# MNIST Softmax Classifier — Forward/Backward Pass (Step‑by‑Step) + Animations

You’ll build and **understand** a single‑layer neural network (softmax classifier / multinomial logistic regression) for MNIST **from scratch** in NumPy.  
We’ll cover:
1. Data prep (flattening 28×28 → 784).
2. Forward pass: \( \mathbf{Z} = \mathbf{X}\mathbf{W} + \mathbf{b} \), \( \hat{\mathbf{Y}} = \mathrm{softmax}(\mathbf{Z}) \).
3. Loss: average cross‑entropy.
4. Backprop: gradients for \( \mathbf{W}, \mathbf{b} \) via the compact **softmax + CE** identity.
5. Training loop with gradient descent.
6. **Matplotlib animations** for loss and for a single example’s probability vector during training.

> **Network layout**: `Input 784 → Linear (784×10) → Softmax → 10 classes`. No hidden layers.


In [None]:

import numpy as np
import matplotlib.pyplot as plt
from matplotlib import animation
from IPython.display import HTML

np.random.seed(42)



## 1. Math — Forward pass and Loss

Let \(X\in\mathbb{R}^{m\times 784}\) be a batch of \(m\) flattened images, \(W\in\mathbb{R}^{784\times 10}\), \(b\in\mathbb{R}^{1\times 10}\).  
The **logits** (pre‑softmax scores) are
$$
\mathbf{Z} = \mathbf{X}\mathbf{W} + \mathbf{b} \quad\in\mathbb{R}^{m\times 10}.
$$
Softmax (row‑wise) yields class probabilities:
$$
\hat{\mathbf{Y}}_{i,c} = \frac{e^{Z_{i,c} - \max_j Z_{i,j}}}{\sum_{k=1}^{10} e^{Z_{i,k}-\max_j Z_{i,j}}}.
$$
With one‑hot labels \(Y\in\mathbb{R}^{m\times 10}\), the average **cross‑entropy** loss is
$$
\mathcal{L} = -\frac{1}{m}\sum_{i=1}^m \sum_{c=1}^{10} Y_{i,c}\,\log \hat{Y}_{i,c}.

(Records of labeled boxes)
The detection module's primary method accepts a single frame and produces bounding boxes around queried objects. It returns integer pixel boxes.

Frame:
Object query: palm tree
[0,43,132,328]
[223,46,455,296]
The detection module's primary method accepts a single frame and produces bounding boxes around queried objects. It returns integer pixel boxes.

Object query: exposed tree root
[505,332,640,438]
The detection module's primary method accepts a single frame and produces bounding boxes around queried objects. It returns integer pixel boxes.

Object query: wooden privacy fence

--- AIM OF THE TASK ---
Write out every import statement that appears in the code of the MNIST softmax classifier tutorial, one per line.

--- THE REPLY ---
import numpy as np
import matplotlib.pyplot as plt
from matplotlib import animation
from IPython.display import HTML